### Required action
Lines with the word "series" are the ones wanted. Copy each of them from the entries below.

————————

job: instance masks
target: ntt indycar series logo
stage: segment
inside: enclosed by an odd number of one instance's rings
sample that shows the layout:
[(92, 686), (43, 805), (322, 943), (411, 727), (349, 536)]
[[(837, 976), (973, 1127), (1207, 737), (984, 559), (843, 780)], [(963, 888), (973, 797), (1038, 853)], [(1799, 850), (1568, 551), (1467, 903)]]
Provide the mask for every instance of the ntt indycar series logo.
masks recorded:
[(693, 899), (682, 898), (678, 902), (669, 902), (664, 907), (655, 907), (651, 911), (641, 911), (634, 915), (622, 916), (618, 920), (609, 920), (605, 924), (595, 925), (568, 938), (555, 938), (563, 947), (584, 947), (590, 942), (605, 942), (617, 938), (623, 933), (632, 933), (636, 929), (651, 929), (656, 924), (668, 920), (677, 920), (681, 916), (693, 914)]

————————

### Answer to the exercise
target: ntt indycar series logo
Provide the mask for every instance of the ntt indycar series logo.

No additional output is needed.